▶ Exercise prompt: Exactly as given, write out the lines from the one containing "of the distant" through the end of the listing, with both ends included and nothing else.

--- START Data for this task ---

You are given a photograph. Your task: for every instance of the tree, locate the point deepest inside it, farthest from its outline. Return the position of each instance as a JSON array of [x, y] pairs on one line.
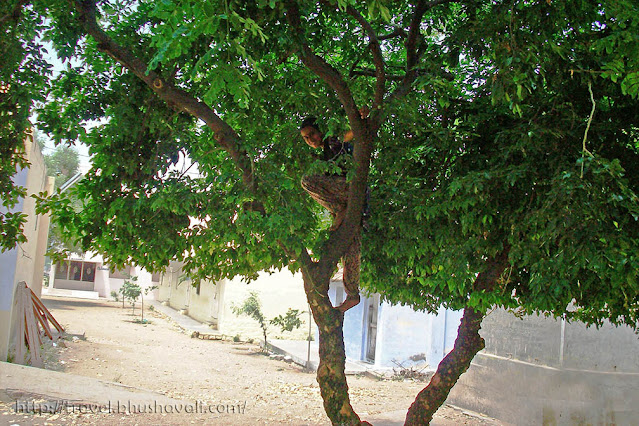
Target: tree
[[23, 77], [501, 150], [63, 164]]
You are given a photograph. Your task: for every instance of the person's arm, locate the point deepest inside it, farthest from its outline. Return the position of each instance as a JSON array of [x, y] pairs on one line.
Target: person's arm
[[348, 136], [363, 112]]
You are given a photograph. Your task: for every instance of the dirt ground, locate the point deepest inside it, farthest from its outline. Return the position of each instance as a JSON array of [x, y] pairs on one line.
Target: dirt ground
[[160, 357]]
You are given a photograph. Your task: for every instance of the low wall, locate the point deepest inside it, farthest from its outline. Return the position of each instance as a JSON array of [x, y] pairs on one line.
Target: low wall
[[545, 371]]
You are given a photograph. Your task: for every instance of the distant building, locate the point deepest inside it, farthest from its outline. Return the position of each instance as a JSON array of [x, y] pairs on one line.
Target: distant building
[[89, 276], [26, 261], [212, 302]]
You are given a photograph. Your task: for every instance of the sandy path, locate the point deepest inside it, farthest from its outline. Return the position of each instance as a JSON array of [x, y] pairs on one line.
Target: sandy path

--- END Data for this task ---

▶ Solution to the problem:
You are given a photograph. Your task: for every instance of the distant building, locate the point deepest inside it, farthest from its outline. Return the position of each instance as a JSON array of [x, y] pairs on one line.
Target: distant building
[[89, 276], [26, 261], [212, 302]]
You are given a photograph. Your task: for every instance of the sandy path, locate the point deepest inside it, farthest from its outline. Return the position of each instance as a JSON array of [x, y] pairs on one line.
Target: sandy path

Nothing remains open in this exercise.